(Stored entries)
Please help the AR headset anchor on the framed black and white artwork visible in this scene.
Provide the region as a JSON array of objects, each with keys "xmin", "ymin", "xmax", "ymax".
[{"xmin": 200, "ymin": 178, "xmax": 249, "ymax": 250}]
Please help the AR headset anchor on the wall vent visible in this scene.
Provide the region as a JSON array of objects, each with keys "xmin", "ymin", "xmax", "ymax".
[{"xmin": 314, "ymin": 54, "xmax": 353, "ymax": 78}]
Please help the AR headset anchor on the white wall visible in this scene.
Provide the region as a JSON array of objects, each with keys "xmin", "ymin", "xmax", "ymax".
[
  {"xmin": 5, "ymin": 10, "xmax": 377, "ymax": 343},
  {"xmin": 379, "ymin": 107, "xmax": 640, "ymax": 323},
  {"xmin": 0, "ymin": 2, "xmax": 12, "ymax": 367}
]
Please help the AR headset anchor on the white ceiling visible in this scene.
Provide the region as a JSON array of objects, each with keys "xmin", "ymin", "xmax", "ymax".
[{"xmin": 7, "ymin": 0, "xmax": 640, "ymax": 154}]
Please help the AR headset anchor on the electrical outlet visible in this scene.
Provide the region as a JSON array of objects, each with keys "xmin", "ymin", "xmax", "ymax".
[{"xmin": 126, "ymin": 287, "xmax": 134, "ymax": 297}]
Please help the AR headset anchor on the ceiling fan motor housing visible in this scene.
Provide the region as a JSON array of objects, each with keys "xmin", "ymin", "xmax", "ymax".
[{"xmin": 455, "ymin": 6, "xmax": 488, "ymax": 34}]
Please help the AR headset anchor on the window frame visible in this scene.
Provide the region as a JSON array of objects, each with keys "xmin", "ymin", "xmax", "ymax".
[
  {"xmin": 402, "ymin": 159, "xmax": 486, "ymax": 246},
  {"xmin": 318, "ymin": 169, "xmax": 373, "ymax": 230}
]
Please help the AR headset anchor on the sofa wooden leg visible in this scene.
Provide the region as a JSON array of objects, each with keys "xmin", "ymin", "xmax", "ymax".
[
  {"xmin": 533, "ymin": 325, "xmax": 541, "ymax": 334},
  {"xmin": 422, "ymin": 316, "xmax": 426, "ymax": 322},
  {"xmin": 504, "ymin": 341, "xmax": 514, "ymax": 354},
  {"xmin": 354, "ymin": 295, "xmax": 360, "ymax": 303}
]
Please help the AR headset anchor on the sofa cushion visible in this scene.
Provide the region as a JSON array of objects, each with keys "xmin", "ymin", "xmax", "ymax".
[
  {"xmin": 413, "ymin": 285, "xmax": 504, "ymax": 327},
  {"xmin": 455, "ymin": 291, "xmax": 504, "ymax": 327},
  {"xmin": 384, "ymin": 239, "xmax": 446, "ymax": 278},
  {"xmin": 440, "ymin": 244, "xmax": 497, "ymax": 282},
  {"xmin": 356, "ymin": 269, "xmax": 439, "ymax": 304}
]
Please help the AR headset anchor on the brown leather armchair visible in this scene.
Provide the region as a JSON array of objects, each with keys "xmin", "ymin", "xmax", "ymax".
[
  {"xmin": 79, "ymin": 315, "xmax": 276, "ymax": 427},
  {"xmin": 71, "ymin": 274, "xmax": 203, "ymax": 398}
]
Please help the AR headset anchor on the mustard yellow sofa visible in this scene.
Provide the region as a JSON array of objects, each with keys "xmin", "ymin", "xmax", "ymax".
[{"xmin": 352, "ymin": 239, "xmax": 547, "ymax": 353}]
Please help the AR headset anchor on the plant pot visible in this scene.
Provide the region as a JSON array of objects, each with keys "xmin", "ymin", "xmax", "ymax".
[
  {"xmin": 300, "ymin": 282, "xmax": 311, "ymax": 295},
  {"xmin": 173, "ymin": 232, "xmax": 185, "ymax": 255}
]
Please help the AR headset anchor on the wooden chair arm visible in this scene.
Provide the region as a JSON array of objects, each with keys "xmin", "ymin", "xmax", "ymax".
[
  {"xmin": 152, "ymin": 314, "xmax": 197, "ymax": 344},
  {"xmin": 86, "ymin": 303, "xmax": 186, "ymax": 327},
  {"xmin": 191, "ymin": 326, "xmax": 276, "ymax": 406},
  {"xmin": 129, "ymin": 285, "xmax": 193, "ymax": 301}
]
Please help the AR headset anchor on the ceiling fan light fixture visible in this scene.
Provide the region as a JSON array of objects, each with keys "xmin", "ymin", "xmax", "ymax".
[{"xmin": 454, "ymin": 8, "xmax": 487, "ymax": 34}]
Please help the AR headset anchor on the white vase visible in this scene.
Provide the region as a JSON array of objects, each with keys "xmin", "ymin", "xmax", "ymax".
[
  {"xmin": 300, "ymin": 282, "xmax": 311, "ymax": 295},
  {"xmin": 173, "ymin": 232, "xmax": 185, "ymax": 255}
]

## TASK TO CARRY OUT
Each line above needs to be written out again exactly.

## SOLUTION TO THE PROBLEM
Please help the AR headset anchor on the framed black and white artwork visible in this scene.
Provide the region as a JSON array of objects, each with keys "xmin", "ymin", "xmax", "ymax".
[{"xmin": 200, "ymin": 178, "xmax": 249, "ymax": 250}]
Please help the AR headset anchor on the wall vent visible in this scene.
Provide the region as a JSON array of objects, each with keys "xmin", "ymin", "xmax", "ymax".
[{"xmin": 314, "ymin": 54, "xmax": 353, "ymax": 78}]
Please help the AR headset anchor on the white wall visible in this scene.
Provide the region as a JSON array of objects, each with keys "xmin", "ymin", "xmax", "ymax".
[
  {"xmin": 5, "ymin": 10, "xmax": 377, "ymax": 343},
  {"xmin": 379, "ymin": 107, "xmax": 640, "ymax": 323},
  {"xmin": 0, "ymin": 2, "xmax": 12, "ymax": 367}
]
Please help the AR headset anchor on the white ceiling visible in this scene.
Provide the region as a JSON array of objects, each with keys "xmin", "ymin", "xmax", "ymax".
[{"xmin": 7, "ymin": 0, "xmax": 640, "ymax": 154}]
Please help the AR headset anchor on the electrical outlet visible in this scene.
Provide the region as a JSON array of objects, each with keys "xmin", "ymin", "xmax", "ymax".
[{"xmin": 126, "ymin": 287, "xmax": 134, "ymax": 297}]
Please help the AR headset anchor on the ceiling fan motor housing visible in this scene.
Provide the region as a JSON array of objects, each with keys "xmin", "ymin", "xmax", "ymax".
[{"xmin": 455, "ymin": 6, "xmax": 488, "ymax": 34}]
Please help the AR headset anchor on the window frame visible in this scene.
Provide the region as a JSON array of objects, each with keys "xmin", "ymin", "xmax", "ymax".
[
  {"xmin": 402, "ymin": 159, "xmax": 486, "ymax": 246},
  {"xmin": 318, "ymin": 169, "xmax": 373, "ymax": 230}
]
Please help the AR headset anchor on the sofa wooden leg visible in this scene.
Provide the region as a JSON array of objects, each with keys "xmin", "ymin", "xmax", "ymax".
[
  {"xmin": 533, "ymin": 325, "xmax": 541, "ymax": 334},
  {"xmin": 422, "ymin": 316, "xmax": 426, "ymax": 322},
  {"xmin": 504, "ymin": 341, "xmax": 514, "ymax": 354},
  {"xmin": 354, "ymin": 295, "xmax": 360, "ymax": 303}
]
Please help the AR headset anchor on the sofa cushion visible in this scene.
Provide the region as a JSON array of objects, each with keys "xmin", "ymin", "xmax", "ymax".
[
  {"xmin": 413, "ymin": 285, "xmax": 504, "ymax": 327},
  {"xmin": 455, "ymin": 291, "xmax": 504, "ymax": 327},
  {"xmin": 384, "ymin": 239, "xmax": 446, "ymax": 278},
  {"xmin": 440, "ymin": 244, "xmax": 497, "ymax": 282},
  {"xmin": 356, "ymin": 269, "xmax": 439, "ymax": 304}
]
Please help the AR headset anchor on the brown leather armchair visible in this scene.
Provide the region as a JSON array of objects, each with keys "xmin", "ymin", "xmax", "ymax".
[
  {"xmin": 79, "ymin": 315, "xmax": 276, "ymax": 427},
  {"xmin": 71, "ymin": 274, "xmax": 203, "ymax": 398}
]
Please help the AR headset anchor on the mustard yellow sofa visible in this scene.
Provide the region as a JSON array of objects, each with keys "xmin", "ymin", "xmax", "ymax".
[{"xmin": 352, "ymin": 239, "xmax": 547, "ymax": 353}]
Please help the AR headset anchor on the plant pot visible in this scene.
Provide the region as a JSON array of objects, each with keys "xmin", "ymin", "xmax", "ymax".
[
  {"xmin": 300, "ymin": 282, "xmax": 311, "ymax": 295},
  {"xmin": 173, "ymin": 232, "xmax": 185, "ymax": 255}
]
Please help the AR headset anchor on the wooden chair arm visible in this scene.
Provide the region as a JSON array of objects, each with keys "xmin", "ymin", "xmax", "ymax".
[
  {"xmin": 152, "ymin": 314, "xmax": 197, "ymax": 344},
  {"xmin": 86, "ymin": 303, "xmax": 186, "ymax": 327},
  {"xmin": 191, "ymin": 326, "xmax": 276, "ymax": 406},
  {"xmin": 129, "ymin": 285, "xmax": 193, "ymax": 301}
]
Please help the AR headset anchor on the ceiling fan light fixture visible in this scene.
Provide the region as a JSON array of objects, each with keys "xmin", "ymin", "xmax", "ymax".
[{"xmin": 454, "ymin": 8, "xmax": 487, "ymax": 34}]
Please help the AR headset anchor on the white vase visible in this scene.
Provide the region as a JSON array of objects, each with keys "xmin", "ymin", "xmax", "ymax".
[
  {"xmin": 300, "ymin": 282, "xmax": 311, "ymax": 295},
  {"xmin": 173, "ymin": 232, "xmax": 185, "ymax": 255}
]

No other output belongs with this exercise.